**SOURCE:**
------------

S H O E : Simple HTML Ontology Extensions

Adding Semantic Knowledge to an HTML Page Using SHOE

Sean Luke
PLUS Group, U Maryland at College Park

Once we have some ontologies to work with (see the tutorial here). We'll embed some semantic knowledge into our web page using SHOE. Let's take the following sample HTML page as an example.



<HTML>
<HEAD>
<TITLE> My Page </TITLE>
</HEAD>
<BODY>
<P> Hi, this is my web page.
    I am a graduate student and a research assistant.
<P> Also, I'm 52 years old.
<P> My name is George Stephanopolous.
<P> Here is a pointer to my <A 
  HREF="http://www.cs.umd.edu/smith"> graduate advisor.</A>
<P> And <A HREF="http://www.cs.umd.edu/papers/paper.ps">
  is a paper I recently wrote.
<h3> Brun Hilda </h3>
Brun Hilda is a visiting lecturer here from Germany who doesn't have her 
own web page.  However, because I am such a nice person, I have agreed 
to let part of my web page space belong to her.  She is 23.  
</BODY>
</HTML>

This tells us:

That the web page is about a
- graduate student
- research assistant
The person's name is George Stephanopolous.
The person is 52 years old.
The person's graduate advisor is http://www.cs.umd.edu/smith
The person is the author of the paper http://www.cs.umd.edu/papers/paper.ps

Further, we've learned some interesting facts about Brun Hilda:

She's a lecturer.
She is 23 years old.
Her name is Brun Hilda.

------------

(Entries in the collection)
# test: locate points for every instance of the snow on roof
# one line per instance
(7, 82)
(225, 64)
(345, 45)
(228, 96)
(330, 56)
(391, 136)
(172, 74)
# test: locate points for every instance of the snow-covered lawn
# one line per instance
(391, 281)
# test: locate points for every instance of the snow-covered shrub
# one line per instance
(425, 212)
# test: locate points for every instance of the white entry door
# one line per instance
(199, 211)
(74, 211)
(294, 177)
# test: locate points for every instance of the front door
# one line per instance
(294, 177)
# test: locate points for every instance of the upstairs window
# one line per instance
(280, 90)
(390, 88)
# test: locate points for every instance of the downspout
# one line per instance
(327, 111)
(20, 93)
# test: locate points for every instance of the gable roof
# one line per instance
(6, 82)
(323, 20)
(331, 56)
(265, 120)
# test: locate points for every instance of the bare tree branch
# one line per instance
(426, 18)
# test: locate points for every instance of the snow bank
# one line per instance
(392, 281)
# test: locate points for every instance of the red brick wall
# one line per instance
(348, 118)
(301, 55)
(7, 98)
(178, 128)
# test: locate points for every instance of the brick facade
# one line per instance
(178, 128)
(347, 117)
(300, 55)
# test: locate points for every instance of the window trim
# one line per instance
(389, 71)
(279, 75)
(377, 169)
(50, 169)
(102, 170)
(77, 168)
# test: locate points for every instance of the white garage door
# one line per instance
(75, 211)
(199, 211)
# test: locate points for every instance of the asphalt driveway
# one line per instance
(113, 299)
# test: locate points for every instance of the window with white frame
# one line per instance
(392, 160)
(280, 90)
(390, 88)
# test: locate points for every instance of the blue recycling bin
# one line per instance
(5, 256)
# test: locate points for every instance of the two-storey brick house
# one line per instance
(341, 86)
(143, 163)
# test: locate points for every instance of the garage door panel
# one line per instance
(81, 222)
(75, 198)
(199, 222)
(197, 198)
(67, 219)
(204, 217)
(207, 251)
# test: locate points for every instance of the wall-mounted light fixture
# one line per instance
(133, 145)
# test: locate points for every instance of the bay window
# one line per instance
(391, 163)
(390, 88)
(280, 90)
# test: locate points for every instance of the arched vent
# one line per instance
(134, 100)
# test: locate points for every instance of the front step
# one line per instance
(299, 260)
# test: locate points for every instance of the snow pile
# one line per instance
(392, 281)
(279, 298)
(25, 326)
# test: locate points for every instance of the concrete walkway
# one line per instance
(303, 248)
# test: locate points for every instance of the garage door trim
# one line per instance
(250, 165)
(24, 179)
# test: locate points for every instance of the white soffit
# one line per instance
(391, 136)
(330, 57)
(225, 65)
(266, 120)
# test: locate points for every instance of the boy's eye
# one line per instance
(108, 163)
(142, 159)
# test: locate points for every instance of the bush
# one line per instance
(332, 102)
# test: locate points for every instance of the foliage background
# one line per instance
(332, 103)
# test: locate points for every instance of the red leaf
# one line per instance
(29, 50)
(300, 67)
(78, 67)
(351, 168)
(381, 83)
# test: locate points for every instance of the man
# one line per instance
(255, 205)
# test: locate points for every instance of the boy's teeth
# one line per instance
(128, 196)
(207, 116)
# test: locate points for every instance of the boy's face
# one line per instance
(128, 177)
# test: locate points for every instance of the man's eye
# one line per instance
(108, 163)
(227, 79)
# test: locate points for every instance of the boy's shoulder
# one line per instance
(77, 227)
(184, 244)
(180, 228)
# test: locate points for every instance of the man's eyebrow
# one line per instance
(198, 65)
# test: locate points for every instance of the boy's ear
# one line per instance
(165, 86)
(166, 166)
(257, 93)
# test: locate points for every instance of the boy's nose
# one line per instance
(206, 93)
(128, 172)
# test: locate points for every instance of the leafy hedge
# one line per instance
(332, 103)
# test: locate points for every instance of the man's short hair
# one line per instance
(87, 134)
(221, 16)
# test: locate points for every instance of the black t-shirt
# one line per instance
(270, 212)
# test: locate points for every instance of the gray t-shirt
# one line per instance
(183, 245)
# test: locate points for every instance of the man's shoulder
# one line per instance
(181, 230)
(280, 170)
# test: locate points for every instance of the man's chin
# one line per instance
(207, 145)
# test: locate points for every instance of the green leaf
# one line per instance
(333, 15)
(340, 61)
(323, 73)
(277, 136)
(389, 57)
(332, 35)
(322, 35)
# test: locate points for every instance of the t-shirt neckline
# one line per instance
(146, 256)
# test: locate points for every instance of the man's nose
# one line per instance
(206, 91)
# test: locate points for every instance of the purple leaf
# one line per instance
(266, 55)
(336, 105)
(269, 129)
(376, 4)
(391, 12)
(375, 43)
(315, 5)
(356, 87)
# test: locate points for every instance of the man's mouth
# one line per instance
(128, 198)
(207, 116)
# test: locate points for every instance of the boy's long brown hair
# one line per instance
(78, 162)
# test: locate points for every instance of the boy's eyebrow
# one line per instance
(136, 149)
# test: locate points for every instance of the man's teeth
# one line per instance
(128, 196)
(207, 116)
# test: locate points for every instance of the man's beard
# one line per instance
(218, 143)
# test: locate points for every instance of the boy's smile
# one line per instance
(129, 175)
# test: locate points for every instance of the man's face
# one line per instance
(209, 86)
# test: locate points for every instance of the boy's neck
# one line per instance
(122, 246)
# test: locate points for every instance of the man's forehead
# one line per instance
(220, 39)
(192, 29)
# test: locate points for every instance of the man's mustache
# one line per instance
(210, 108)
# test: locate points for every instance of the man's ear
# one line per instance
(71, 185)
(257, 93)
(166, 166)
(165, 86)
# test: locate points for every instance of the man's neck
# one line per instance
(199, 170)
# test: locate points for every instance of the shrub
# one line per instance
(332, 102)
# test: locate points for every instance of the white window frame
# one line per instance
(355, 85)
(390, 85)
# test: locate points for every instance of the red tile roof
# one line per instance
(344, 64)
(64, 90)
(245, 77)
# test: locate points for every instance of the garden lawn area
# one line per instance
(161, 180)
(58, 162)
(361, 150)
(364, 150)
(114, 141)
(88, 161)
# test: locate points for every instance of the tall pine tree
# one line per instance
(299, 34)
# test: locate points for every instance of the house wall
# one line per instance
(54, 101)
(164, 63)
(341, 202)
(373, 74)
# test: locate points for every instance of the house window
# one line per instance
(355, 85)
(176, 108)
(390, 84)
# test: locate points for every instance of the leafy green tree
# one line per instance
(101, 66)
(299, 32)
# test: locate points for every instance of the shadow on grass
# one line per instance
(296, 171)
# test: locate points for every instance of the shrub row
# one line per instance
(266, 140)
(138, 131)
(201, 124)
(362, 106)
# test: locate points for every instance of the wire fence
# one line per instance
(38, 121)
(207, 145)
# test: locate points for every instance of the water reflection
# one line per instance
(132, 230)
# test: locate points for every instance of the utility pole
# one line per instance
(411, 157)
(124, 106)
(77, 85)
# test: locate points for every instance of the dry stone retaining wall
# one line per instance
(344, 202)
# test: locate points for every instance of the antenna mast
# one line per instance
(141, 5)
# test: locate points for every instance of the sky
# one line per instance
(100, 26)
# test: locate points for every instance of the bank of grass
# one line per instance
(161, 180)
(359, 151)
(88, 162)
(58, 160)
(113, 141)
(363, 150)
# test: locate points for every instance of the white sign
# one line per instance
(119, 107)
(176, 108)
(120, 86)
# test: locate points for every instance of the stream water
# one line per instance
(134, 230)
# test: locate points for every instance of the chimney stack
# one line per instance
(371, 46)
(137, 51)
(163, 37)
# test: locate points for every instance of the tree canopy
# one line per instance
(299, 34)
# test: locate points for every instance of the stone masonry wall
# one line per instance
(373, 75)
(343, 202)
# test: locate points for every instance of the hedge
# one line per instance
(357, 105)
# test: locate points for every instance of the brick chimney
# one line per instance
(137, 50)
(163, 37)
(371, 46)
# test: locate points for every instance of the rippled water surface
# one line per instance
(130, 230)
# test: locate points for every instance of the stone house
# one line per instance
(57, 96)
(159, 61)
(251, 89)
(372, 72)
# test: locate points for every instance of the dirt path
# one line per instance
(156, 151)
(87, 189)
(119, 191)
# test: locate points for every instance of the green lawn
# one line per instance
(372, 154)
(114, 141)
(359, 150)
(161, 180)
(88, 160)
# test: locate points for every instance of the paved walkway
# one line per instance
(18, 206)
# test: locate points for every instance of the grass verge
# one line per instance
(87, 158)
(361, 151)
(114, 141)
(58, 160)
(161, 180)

------------

**EXERCISE TASKS:**
a) According to the SHOE tutorial, which URL does the sample page give for the person's graduate advisor?
b) Using the SHOE tutorial, explain why facts about Brun Hilda appear on George Stephanopolous's sample web page.

**RESULTS FOR THE EXERCISE:**
a) http://www.cs.umd.edu/smith

b) Brun Hilda is a visiting lecturer from Germany who doesn't have her own web page. The page's author agreed to let part of his web page space belong to her.